In the records below, find the line containing "of the beige"; give it again exactly, along with every line that follows, and nothing else.
=== Begin Enclosure ===
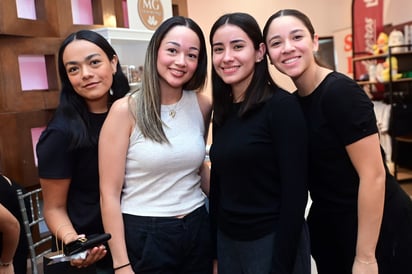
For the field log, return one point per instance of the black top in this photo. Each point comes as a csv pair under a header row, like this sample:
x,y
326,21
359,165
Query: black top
x,y
8,198
57,161
338,113
259,168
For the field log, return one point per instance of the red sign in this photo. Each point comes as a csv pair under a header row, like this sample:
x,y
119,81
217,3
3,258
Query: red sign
x,y
367,23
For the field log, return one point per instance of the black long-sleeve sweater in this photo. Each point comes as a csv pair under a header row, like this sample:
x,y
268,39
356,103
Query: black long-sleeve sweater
x,y
259,175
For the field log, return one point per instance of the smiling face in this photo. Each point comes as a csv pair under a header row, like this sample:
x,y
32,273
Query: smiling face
x,y
89,70
234,57
178,57
290,46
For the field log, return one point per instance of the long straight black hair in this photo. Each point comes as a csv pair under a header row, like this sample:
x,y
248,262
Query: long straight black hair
x,y
262,84
72,107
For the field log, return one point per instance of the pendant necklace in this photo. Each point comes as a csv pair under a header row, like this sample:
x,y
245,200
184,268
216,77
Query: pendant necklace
x,y
172,113
172,109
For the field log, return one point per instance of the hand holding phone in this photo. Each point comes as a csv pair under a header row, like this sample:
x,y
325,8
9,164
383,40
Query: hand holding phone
x,y
85,243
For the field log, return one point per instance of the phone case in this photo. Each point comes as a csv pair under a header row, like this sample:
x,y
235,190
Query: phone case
x,y
83,244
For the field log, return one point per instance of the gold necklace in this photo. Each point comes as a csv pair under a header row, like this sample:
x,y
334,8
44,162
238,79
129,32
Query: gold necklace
x,y
172,113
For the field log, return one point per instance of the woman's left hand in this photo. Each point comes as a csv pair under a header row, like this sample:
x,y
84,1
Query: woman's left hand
x,y
93,255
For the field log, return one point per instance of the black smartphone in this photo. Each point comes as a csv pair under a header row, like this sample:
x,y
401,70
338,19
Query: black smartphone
x,y
85,243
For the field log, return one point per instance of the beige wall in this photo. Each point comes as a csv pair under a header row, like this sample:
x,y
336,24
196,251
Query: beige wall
x,y
327,16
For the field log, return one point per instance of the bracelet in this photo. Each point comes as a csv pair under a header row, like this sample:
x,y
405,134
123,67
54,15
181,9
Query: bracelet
x,y
120,267
365,262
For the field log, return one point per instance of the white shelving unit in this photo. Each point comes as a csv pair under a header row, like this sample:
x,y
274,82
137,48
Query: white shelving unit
x,y
129,44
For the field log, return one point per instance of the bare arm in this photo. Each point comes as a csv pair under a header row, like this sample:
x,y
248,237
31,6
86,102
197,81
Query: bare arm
x,y
205,105
113,146
367,160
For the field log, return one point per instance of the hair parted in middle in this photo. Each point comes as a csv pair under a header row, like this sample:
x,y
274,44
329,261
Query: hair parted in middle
x,y
146,107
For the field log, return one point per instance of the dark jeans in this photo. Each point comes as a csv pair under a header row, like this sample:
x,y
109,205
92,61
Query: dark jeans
x,y
256,257
169,245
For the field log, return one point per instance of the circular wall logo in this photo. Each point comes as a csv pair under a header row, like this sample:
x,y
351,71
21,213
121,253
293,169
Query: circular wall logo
x,y
150,13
=== End Enclosure ===
§ **RESPONSE**
For the field log, return one point per instance of the beige wall in this photo. Each point comes as a csv pair under a header row, like this sample:
x,y
336,24
196,251
Query: beige wall
x,y
327,16
For the field log, return one point per instance of the bracelet in this photo. Each point comes as a csv pair under a header row, like this sample:
x,y
405,134
123,67
54,15
181,9
Query: bracelet
x,y
120,267
365,262
For the field log, return one point per instance of the white shelving unit in this photo. Each point comes as a csv pair under a header row, like this sample:
x,y
274,82
137,48
Query: white shelving unit
x,y
129,44
For the field log, return one point per instance of the bare arm in this photo. Each point comes as a csv pair under a header row, like this sample:
x,y
248,237
31,6
86,102
197,81
Query: bare arm
x,y
205,105
113,146
367,160
For the field log, return one point per instance of the hair parted in middle in this photo. Each point comes as a csv pair under a header row, like this sample:
x,y
274,44
329,261
Query: hair parted in middle
x,y
146,107
For the field log, return one point per instance of the dark jeans in this photo. Each point comes as a csv pair under a header row, like this sample:
x,y
109,205
92,61
Query: dark jeans
x,y
256,257
169,245
For the field log, return one point per instance of the circular wall logo in this photo. Each point comes as a csv pair under a header row, like this sample:
x,y
351,71
21,213
121,253
293,169
Query: circular wall logo
x,y
150,13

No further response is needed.